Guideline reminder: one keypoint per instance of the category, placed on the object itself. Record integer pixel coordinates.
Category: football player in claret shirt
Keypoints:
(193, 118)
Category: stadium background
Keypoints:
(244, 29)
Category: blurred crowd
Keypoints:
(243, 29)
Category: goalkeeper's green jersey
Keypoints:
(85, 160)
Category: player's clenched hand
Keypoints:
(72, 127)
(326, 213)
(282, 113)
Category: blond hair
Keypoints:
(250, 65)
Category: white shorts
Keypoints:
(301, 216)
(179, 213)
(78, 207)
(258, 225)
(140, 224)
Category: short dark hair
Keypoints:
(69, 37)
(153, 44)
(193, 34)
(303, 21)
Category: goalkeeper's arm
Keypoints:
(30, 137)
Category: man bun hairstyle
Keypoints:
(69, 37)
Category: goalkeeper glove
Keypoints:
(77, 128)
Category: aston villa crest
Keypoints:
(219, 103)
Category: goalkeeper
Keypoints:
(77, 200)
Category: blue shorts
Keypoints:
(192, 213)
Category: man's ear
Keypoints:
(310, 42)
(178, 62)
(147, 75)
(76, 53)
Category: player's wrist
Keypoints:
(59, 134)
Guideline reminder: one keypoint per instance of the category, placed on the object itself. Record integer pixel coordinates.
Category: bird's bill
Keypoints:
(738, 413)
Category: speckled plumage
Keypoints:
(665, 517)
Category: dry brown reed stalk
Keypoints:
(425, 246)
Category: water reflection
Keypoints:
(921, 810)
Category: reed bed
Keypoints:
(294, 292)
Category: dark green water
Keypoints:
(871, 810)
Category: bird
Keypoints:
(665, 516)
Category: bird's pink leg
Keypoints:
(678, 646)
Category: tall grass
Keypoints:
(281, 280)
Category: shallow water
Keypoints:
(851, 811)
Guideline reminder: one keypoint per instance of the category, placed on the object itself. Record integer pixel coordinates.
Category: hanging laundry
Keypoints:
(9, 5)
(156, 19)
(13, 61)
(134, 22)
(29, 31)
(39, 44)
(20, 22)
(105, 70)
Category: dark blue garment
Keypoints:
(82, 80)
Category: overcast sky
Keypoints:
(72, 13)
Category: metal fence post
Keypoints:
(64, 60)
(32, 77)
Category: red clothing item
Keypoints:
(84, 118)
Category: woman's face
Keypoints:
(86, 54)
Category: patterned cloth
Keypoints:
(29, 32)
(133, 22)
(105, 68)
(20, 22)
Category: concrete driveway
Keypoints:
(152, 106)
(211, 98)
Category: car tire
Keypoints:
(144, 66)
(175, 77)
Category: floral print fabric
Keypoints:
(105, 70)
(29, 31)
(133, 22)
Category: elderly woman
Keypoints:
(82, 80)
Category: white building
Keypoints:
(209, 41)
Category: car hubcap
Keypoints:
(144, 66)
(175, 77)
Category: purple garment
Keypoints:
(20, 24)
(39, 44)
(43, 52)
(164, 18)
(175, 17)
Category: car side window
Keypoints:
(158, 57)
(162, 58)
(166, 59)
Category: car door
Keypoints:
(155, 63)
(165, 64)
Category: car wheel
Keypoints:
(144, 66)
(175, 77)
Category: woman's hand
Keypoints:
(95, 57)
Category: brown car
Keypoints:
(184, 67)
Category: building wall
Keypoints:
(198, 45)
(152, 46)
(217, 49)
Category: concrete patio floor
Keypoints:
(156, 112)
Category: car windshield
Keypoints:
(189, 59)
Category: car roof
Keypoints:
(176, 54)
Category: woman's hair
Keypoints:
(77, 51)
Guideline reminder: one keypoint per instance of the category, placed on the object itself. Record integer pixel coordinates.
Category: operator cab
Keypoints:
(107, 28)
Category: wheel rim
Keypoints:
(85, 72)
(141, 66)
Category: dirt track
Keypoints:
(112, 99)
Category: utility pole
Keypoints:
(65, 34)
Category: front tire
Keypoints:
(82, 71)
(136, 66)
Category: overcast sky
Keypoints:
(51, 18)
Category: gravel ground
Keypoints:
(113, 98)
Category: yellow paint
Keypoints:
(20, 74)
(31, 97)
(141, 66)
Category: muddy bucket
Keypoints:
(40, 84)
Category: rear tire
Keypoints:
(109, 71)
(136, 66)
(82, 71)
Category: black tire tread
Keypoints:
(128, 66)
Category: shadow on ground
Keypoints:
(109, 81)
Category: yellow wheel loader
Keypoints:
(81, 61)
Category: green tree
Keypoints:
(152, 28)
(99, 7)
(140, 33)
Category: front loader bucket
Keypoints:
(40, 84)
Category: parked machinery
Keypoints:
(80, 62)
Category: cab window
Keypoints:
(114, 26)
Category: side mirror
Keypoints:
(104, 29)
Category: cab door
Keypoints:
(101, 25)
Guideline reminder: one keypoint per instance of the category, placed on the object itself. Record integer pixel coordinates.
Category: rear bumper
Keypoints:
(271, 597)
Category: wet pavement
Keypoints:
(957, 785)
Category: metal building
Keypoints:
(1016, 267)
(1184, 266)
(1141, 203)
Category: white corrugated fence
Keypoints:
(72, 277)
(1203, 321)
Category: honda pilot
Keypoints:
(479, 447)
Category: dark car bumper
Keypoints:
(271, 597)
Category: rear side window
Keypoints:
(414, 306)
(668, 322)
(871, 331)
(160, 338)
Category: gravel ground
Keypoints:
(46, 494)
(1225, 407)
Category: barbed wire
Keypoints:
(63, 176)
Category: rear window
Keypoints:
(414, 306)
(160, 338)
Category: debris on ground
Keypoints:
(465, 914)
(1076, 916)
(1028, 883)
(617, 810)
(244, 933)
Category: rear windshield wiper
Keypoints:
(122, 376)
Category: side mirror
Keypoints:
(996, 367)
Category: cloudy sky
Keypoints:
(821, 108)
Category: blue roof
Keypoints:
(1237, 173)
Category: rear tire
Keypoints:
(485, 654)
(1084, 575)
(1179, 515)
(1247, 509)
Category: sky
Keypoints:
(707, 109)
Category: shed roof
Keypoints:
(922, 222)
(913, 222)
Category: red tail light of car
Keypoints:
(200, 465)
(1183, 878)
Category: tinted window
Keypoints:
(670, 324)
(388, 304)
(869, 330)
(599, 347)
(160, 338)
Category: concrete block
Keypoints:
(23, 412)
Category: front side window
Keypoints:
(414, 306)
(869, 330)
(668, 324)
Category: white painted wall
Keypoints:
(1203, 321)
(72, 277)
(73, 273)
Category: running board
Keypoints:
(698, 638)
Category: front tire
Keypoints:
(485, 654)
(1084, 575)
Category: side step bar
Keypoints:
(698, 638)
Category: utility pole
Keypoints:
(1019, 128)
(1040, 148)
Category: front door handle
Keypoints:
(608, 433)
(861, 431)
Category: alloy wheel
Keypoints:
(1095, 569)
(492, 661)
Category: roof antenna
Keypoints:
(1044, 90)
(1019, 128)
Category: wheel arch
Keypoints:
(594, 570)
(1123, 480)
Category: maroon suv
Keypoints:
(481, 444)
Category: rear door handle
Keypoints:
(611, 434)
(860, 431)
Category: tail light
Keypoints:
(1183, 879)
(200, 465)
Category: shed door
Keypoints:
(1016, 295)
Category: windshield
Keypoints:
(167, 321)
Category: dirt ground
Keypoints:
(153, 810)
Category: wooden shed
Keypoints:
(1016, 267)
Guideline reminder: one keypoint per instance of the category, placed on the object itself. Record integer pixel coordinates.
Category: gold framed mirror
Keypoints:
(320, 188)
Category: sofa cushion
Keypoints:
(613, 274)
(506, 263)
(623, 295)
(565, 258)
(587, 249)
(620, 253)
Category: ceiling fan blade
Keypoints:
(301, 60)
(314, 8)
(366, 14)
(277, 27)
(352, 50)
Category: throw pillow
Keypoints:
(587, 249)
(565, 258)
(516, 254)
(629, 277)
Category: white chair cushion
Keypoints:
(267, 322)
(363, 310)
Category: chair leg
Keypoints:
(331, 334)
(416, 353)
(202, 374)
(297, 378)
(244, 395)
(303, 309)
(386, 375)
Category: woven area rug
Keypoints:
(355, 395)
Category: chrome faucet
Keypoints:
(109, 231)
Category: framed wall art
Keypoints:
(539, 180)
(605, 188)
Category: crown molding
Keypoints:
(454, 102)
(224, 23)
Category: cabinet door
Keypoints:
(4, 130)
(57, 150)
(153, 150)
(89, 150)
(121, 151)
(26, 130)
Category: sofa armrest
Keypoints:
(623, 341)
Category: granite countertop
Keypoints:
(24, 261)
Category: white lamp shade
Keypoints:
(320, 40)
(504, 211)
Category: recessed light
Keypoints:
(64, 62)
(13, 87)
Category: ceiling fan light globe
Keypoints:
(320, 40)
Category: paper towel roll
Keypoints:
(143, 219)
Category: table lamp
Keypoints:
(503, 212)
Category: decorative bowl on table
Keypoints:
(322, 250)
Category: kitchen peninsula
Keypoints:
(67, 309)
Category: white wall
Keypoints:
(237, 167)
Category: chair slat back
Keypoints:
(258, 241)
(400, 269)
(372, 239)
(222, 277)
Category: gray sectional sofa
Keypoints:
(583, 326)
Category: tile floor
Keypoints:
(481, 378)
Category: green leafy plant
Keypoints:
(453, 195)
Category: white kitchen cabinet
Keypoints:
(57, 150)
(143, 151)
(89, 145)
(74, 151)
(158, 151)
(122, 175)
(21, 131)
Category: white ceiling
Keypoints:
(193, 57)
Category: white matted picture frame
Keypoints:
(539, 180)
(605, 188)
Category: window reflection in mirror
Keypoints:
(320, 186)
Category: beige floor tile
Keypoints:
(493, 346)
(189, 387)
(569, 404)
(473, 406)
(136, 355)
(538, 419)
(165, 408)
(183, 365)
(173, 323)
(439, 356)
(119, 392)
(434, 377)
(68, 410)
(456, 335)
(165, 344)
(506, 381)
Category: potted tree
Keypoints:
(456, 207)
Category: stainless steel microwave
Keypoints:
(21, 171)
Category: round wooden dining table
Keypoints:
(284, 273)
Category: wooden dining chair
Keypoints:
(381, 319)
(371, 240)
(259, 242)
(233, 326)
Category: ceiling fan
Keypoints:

================

#### [How to complete this task]
Please transcribe the data exactly from its first line. End with the line that contains "Category: man bun hairstyle".

#### [Written solution]
Guideline reminder: one keypoint per instance of the category, placed on the object itself. Record integer pixel coordinates.
Category: football player in claret shirt
Keypoints:
(193, 118)
Category: stadium background
Keypoints:
(244, 29)
Category: blurred crowd
Keypoints:
(243, 29)
Category: goalkeeper's green jersey
Keypoints:
(85, 160)
Category: player's clenched hand
Keypoints:
(72, 127)
(326, 213)
(282, 113)
Category: blond hair
Keypoints:
(250, 65)
Category: white shorts
Keypoints:
(301, 216)
(179, 213)
(78, 207)
(258, 225)
(140, 224)
Category: short dark hair
Keypoints:
(69, 37)
(153, 44)
(193, 34)
(303, 21)
Category: goalkeeper's arm
Keypoints:
(30, 137)
Category: man bun hairstyle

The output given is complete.